_Supplied passage_.
>>>

On a June evening two years ago, Dan Rather made many stiff British upper lips quiver by reporting that England had a crime problem and that, apart from murder, "theirs is worse than ours."

The response was swift and sharp. "Have a Nice Daydream," The Mirror, a London daily, shot back, reporting: "Britain reacted with fury and disbelief last night to claims by American newsmen that crime and violence are worse here than in the US."

But sandwiched between the article's battery of official denials -- "totally misleading," "a huge over-simplification," "astounding and outrageous" -- and a compilation of lurid crimes from "the wild west culture on the other side of the Atlantic where every other car is carrying a gun," The Mirror conceded that the CBS anchorman was correct. Except for murder and rape, it admitted, "Britain has overtaken the US for all major crimes."


and ...

In the two years since Dan Rather was so roundly rebuked, violence in England has gotten markedly worse.

and ...

The results -- the toughest firearm restrictions of any democracy -- are credited by the world's gun control advocates with producing a low rate of violent crime. U.S. Supreme Court Justice Lewis Powell reflected this conventional wisdom when, in a 1988 speech to the American Bar Association, he attributed England's low rates of violent crime to the fact that "private ownership of guns is strictly controlled."


In reality, the English approach has not re-duced (sic) violent crime. Instead it has left law-abiding citizens at the mercy of criminals who are confident that their victims have neither the means nor the legal right to resist them. Imitating this model would be a public safety disaster for the United States.

<<<

_Requirement 1_.
Reproduce the passage on crime in England from "But sandwiched between" to "gotten markedly worse.".

_Exercise input_.
>>>

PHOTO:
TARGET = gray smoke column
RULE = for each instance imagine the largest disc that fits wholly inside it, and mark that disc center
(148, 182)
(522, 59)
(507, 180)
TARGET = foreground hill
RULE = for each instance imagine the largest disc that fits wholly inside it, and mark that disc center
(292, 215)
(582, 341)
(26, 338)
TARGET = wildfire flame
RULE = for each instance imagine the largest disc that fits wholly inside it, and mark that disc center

<<<

_Requirement 2_.
Rewrite the entire listing with every "disc" changed to "circle", leaving everything else unchanged.

_Solution 1_.
But sandwiched between the article's battery of official denials -- "totally misleading," "a huge over-simplification," "astounding and outrageous" -- and a compilation of lurid crimes from "the wild west culture on the other side of the Atlantic where every other car is carrying a gun," The Mirror conceded that the CBS anchorman was correct. Except for murder and rape, it admitted, "Britain has overtaken the US for all major crimes."


and ...

In the two years since Dan Rather was so roundly rebuked, violence in England has gotten markedly worse.

_Solution 2_.
PHOTO:
TARGET = gray smoke column
RULE = for each instance imagine the largest circle that fits wholly inside it, and mark that circle center
(148, 182)
(522, 59)
(507, 180)
TARGET = foreground hill
RULE = for each instance imagine the largest circle that fits wholly inside it, and mark that circle center
(292, 215)
(582, 341)
(26, 338)
TARGET = wildfire flame
RULE = for each instance imagine the largest circle that fits wholly inside it, and mark that circle center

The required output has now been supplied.